→ **Task goal**: Reproduce every line of the listing, starting at the line that contains "Could you please locate the black police" and ending at the last line of the listing. Shift each x and y coordinate in the answers up by 107.

→ **Material for this task**:
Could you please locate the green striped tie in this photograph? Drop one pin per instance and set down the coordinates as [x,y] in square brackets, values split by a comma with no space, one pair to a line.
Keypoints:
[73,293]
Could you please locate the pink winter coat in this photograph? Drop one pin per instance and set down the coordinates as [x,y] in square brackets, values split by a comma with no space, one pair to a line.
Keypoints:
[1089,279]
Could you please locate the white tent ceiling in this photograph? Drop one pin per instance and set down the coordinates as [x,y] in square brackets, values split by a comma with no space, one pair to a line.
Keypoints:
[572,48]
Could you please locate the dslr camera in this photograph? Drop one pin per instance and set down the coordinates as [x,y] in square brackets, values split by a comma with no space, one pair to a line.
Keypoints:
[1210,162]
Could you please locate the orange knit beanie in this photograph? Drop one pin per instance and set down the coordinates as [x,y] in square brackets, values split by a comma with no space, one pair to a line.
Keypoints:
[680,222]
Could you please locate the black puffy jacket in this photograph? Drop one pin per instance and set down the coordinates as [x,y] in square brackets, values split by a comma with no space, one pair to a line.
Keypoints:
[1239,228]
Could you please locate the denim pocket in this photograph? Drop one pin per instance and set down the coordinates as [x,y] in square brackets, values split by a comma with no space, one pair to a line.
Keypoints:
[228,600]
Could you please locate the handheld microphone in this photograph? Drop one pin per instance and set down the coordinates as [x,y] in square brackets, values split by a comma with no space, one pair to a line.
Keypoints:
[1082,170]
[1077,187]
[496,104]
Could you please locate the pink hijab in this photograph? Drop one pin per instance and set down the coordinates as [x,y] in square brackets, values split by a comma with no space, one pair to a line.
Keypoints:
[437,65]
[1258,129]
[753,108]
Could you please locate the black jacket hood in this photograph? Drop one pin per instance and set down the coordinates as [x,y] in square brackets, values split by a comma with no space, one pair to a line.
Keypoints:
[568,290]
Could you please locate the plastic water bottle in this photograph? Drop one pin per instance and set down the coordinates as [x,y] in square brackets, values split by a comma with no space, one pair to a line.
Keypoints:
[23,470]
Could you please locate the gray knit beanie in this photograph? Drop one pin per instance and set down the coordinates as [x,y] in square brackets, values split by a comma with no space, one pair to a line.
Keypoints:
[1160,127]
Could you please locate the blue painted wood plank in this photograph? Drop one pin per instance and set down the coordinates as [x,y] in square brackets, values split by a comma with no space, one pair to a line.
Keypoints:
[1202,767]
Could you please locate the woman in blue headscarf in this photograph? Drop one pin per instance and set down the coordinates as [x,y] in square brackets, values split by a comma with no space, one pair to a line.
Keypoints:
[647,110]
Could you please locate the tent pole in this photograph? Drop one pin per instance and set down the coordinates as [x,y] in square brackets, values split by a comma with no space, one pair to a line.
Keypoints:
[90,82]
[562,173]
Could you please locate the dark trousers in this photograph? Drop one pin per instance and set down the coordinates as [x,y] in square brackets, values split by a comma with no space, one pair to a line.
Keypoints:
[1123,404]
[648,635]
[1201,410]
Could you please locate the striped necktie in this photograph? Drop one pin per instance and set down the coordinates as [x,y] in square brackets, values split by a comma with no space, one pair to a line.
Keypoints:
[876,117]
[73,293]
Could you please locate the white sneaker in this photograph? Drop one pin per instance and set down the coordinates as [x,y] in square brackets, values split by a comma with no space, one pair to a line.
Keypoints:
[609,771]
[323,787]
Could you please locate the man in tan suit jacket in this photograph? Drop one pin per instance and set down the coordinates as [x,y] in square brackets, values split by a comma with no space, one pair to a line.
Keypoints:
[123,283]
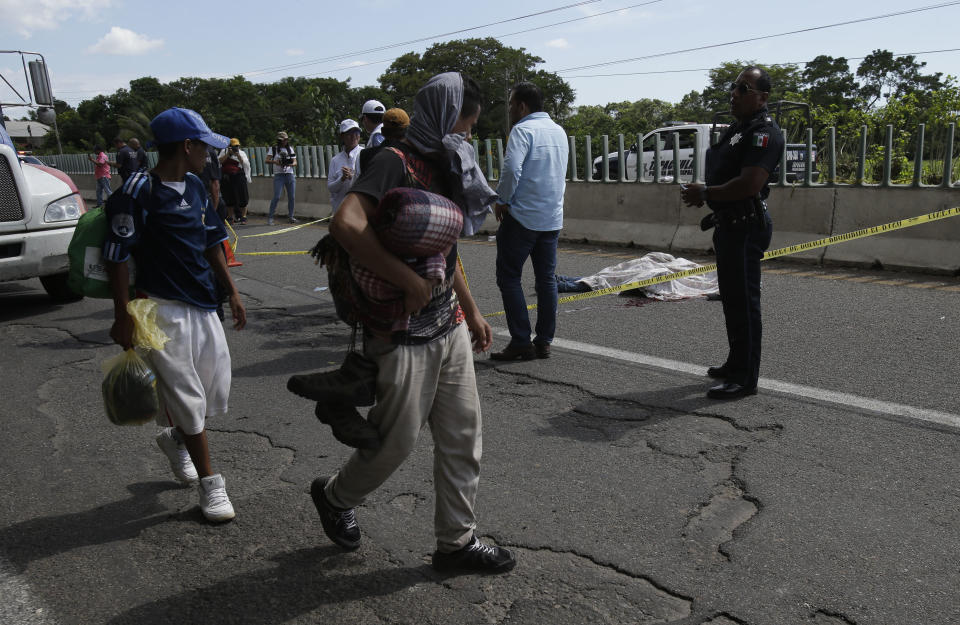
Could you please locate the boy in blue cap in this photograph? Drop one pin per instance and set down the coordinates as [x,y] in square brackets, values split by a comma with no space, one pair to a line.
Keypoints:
[178,260]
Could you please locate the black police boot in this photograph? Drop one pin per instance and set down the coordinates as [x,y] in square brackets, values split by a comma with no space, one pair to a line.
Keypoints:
[348,426]
[354,383]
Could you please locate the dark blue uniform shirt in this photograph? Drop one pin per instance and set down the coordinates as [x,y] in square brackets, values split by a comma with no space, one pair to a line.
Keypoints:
[755,143]
[167,233]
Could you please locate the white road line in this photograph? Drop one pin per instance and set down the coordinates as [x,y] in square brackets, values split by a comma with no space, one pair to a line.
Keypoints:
[17,605]
[806,392]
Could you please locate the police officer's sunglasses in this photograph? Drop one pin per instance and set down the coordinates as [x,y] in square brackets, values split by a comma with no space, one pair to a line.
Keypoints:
[742,88]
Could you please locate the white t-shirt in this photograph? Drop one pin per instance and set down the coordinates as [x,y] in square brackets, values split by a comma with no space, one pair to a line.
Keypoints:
[283,150]
[338,186]
[376,137]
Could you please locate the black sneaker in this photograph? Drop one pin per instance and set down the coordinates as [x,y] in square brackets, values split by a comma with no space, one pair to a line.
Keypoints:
[348,425]
[476,557]
[340,526]
[354,383]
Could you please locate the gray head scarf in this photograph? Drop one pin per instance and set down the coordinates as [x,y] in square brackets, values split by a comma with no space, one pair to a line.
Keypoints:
[435,112]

→ **Answer to the exercise**:
Could you please locate the black police boot in this photograph? Drop one pin per instance and set down the coordinates as [x,y] in square brackets, values split by a comma with no space, one pair to a line.
Keypoints:
[455,533]
[461,490]
Could you please locate the dark blue uniform shirt in this photograph? Drop one pin per instance and set down the coordinates as [x,y] in square brackets, values split by a comma with no space, one pair to a line.
Keypoints:
[862,250]
[274,340]
Could you please locate the white road line in this photograph? Drop one pin per instance and set down the coordinates as [x,y] in square brackets, values split by a comma with no space, one pair to a line.
Keypoints:
[124,712]
[913,499]
Could you please locate the police officer's sunglasses in this photograph? Drop one pin per instance and set down the coordinates as [x,y] in square brackets, values split by a comma with no space, one pair to a line.
Keypoints:
[849,195]
Could you please locate the white t-shirt in this photograph? Drop one pin per instance and set down the coordinates as [x,y] in square brackets, values split by a comma with no space, one pair to a line.
Keypoints:
[390,257]
[445,293]
[483,244]
Could you please locate the black sneaker in this photograph? Drop one pin per instance and set down the coordinates as [x,y] in square brackets, values split by a comma with no space, one pair to a line.
Keypoints:
[455,532]
[583,664]
[447,633]
[461,490]
Could you please locate the gray head scarf in this photograph? Drop one pin per instance and set down the coordinates as [x,y] in square brackets, values split by a comma with no space, one pair to a line.
Keypoints:
[542,219]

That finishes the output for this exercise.